[Referring expression data]
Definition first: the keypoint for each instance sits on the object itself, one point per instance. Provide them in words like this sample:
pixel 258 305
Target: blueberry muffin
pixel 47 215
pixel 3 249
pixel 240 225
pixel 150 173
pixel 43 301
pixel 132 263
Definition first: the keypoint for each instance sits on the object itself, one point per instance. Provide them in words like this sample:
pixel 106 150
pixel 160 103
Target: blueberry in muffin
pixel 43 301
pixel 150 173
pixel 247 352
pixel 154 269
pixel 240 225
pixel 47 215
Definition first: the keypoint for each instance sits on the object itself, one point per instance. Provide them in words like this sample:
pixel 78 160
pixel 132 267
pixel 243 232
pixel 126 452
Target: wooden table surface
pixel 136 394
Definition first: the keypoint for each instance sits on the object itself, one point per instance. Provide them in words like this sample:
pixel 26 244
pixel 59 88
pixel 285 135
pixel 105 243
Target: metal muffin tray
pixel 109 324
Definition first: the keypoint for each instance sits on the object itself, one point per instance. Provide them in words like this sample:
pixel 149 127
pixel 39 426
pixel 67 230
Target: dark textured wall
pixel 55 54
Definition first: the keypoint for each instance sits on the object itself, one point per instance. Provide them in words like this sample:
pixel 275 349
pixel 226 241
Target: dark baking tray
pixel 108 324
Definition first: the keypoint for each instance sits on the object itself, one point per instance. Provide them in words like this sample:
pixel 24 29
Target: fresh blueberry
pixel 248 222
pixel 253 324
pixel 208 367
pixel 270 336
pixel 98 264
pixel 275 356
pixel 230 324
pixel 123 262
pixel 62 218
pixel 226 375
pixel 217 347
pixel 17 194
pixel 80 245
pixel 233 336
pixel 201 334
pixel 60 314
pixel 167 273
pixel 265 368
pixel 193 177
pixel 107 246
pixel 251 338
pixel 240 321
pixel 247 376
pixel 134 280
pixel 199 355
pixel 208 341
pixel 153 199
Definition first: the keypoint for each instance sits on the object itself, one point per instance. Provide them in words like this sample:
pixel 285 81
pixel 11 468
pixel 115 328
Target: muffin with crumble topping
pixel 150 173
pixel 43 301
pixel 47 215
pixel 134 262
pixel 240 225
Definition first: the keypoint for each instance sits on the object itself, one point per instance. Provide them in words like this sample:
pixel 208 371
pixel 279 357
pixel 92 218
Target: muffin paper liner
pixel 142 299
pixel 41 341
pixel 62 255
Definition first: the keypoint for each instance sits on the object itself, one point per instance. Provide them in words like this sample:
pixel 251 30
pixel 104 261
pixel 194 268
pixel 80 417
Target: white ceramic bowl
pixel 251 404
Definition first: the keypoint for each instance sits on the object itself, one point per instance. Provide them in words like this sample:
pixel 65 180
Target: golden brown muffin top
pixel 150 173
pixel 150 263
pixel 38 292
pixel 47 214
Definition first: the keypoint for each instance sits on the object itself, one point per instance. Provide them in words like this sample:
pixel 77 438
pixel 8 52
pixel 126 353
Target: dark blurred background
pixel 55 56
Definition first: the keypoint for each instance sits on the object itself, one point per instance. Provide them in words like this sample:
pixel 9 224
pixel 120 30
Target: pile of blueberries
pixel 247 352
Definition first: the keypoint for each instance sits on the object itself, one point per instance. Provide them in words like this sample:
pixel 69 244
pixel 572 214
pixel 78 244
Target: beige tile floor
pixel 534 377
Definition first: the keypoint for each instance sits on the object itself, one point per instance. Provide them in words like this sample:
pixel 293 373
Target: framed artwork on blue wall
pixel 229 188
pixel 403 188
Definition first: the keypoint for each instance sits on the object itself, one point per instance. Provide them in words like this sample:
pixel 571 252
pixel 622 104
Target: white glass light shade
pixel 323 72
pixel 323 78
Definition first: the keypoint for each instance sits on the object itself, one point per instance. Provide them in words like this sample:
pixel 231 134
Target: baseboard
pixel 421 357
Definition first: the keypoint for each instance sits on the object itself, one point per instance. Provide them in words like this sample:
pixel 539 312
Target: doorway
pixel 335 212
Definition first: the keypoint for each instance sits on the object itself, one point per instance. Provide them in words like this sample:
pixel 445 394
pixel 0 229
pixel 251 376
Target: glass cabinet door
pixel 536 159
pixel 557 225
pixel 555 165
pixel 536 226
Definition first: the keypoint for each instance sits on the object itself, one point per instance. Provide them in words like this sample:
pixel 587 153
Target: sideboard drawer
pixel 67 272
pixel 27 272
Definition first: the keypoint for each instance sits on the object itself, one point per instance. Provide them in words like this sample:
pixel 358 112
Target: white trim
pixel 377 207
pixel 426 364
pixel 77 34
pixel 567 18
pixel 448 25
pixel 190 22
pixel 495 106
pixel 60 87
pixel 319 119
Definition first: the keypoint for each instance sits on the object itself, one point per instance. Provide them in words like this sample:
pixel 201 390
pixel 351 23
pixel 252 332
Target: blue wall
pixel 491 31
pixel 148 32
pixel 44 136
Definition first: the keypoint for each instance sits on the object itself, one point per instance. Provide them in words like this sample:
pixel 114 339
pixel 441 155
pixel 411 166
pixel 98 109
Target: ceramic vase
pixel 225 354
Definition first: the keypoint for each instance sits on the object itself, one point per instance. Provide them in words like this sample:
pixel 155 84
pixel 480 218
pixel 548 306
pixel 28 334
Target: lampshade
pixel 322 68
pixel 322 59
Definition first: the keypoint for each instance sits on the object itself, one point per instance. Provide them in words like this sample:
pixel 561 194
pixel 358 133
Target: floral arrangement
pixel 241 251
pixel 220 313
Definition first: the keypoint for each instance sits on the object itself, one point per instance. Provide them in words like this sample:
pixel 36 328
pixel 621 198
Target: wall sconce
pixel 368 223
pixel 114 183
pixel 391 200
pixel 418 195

ABOUT THIS TASK: Extract every line from the one containing "pixel 114 339" through the last line of the data, inclusive, exactly as written.

WORKED SOLUTION:
pixel 114 339
pixel 441 155
pixel 411 166
pixel 98 109
Target: ceramic vase
pixel 225 354
Definition first: the keypoint for each instance sits on the object itself, one point per instance. Provide them in words like this sample:
pixel 155 84
pixel 480 218
pixel 548 306
pixel 28 334
Target: lampshade
pixel 322 68
pixel 322 59
Definition first: the keypoint for each instance sits on the object itself, one point per instance. Provide them in words like this sample:
pixel 561 194
pixel 358 133
Target: floral arrangement
pixel 241 251
pixel 220 313
Definition first: the keypoint for each instance sits on the object itself, one point per instance. Provide them in words like this sample:
pixel 36 328
pixel 621 198
Target: wall sconce
pixel 368 223
pixel 114 183
pixel 391 200
pixel 418 195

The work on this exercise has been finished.